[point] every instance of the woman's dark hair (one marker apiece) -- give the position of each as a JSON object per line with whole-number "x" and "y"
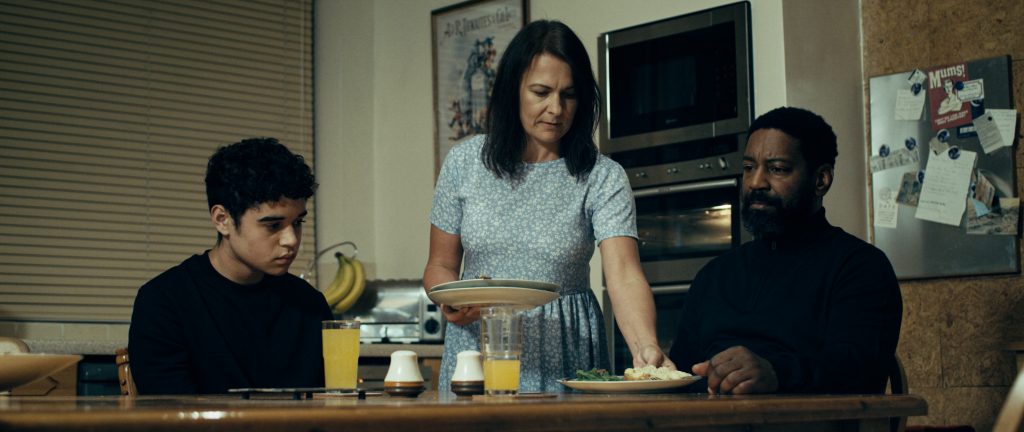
{"x": 506, "y": 138}
{"x": 254, "y": 171}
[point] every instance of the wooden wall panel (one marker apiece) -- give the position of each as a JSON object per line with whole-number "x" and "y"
{"x": 955, "y": 331}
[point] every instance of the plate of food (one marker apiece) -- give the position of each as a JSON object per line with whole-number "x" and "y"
{"x": 642, "y": 380}
{"x": 460, "y": 297}
{"x": 482, "y": 292}
{"x": 17, "y": 369}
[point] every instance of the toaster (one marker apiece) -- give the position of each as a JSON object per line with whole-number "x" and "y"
{"x": 396, "y": 311}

=======

### EXERCISE AIM:
Take the preceding listing and transcribe it exactly, skipping the pictures.

### SOLUTION TO THIS TASK:
[point] every instance of the woman's dark hair (one marker apiece) -- give the position of each as a JSON object per line with whole-number "x" and "y"
{"x": 506, "y": 138}
{"x": 254, "y": 171}
[point] every instance of the wooden wall panel (one marker apiece) -- give the position of each as a JSON object per line with whole-number "x" and "y"
{"x": 955, "y": 331}
[point] every instance of the plate of food (one marker apiece) -- give the position of each as a JSON object per line with whole-number "x" and "y"
{"x": 642, "y": 380}
{"x": 460, "y": 297}
{"x": 482, "y": 292}
{"x": 17, "y": 369}
[point] every instance of the toaster (one marker apiece) -- give the position of each as a JSON object per line with whole-number "x" and "y"
{"x": 396, "y": 311}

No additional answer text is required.